GIVEN DATA:
■ ■ ■ ■

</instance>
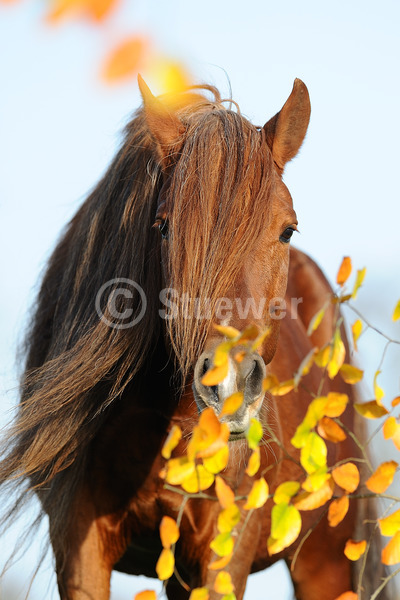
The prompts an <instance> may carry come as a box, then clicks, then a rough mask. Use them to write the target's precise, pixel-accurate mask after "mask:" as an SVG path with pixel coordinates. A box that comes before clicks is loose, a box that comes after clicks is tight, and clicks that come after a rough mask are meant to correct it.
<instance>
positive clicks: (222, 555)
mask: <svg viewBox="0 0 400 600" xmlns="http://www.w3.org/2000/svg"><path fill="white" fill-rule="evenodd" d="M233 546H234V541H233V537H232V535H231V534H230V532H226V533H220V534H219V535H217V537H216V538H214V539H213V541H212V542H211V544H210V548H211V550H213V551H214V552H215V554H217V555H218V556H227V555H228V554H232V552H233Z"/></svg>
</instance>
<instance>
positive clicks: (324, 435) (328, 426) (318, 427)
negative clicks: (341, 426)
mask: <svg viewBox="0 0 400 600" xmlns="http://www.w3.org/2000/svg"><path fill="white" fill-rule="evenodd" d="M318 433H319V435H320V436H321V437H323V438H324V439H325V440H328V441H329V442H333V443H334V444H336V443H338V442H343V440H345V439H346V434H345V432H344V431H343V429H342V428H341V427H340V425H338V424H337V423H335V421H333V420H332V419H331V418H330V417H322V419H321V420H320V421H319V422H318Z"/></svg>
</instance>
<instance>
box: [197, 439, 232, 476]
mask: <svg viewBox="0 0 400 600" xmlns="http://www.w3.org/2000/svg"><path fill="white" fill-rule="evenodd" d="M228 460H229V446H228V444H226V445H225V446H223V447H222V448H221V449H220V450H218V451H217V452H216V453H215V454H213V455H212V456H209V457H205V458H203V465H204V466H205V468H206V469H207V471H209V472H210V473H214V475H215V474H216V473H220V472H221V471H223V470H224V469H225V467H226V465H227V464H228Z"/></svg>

■ ■ ■ ■

WHAT TO WORK ON:
Leave out the pictures, then return every line of the data exactly.

ANSWER SECTION:
</instance>
The prompts an <instance> may carry come as a box, then clicks, then a rough mask. Use them to write the target's precise, pixel-accurate mask after "mask:" as an SVG path with pixel coordinates. A box that comes before clicks is loose, a box that comes after clicks is tight, and clicks that come after a rough mask are meant to correct it.
<instance>
positive clicks: (222, 555)
mask: <svg viewBox="0 0 400 600" xmlns="http://www.w3.org/2000/svg"><path fill="white" fill-rule="evenodd" d="M233 546H234V541H233V537H232V535H231V534H230V532H226V533H220V534H219V535H217V537H216V538H214V539H213V541H212V542H211V544H210V548H211V550H213V551H214V552H215V554H217V555H218V556H227V555H228V554H232V552H233Z"/></svg>
</instance>
<instance>
positive clicks: (324, 435) (328, 426) (318, 427)
negative clicks: (341, 426)
mask: <svg viewBox="0 0 400 600" xmlns="http://www.w3.org/2000/svg"><path fill="white" fill-rule="evenodd" d="M318 433H319V435H320V436H321V437H323V438H324V439H325V440H328V441H329V442H333V443H334V444H336V443H338V442H343V440H345V439H346V434H345V432H344V431H343V429H342V428H341V427H340V425H338V424H337V423H335V421H333V420H332V419H331V418H330V417H322V419H321V420H320V421H319V422H318Z"/></svg>
</instance>
<instance>
box: [197, 439, 232, 476]
mask: <svg viewBox="0 0 400 600" xmlns="http://www.w3.org/2000/svg"><path fill="white" fill-rule="evenodd" d="M228 460H229V446H228V444H226V445H225V446H223V447H222V448H221V449H220V450H218V451H217V452H216V453H215V454H213V455H212V456H209V457H205V458H203V465H204V466H205V468H206V469H207V471H209V472H210V473H214V475H215V474H216V473H220V472H221V471H223V470H224V469H225V467H226V465H227V464H228Z"/></svg>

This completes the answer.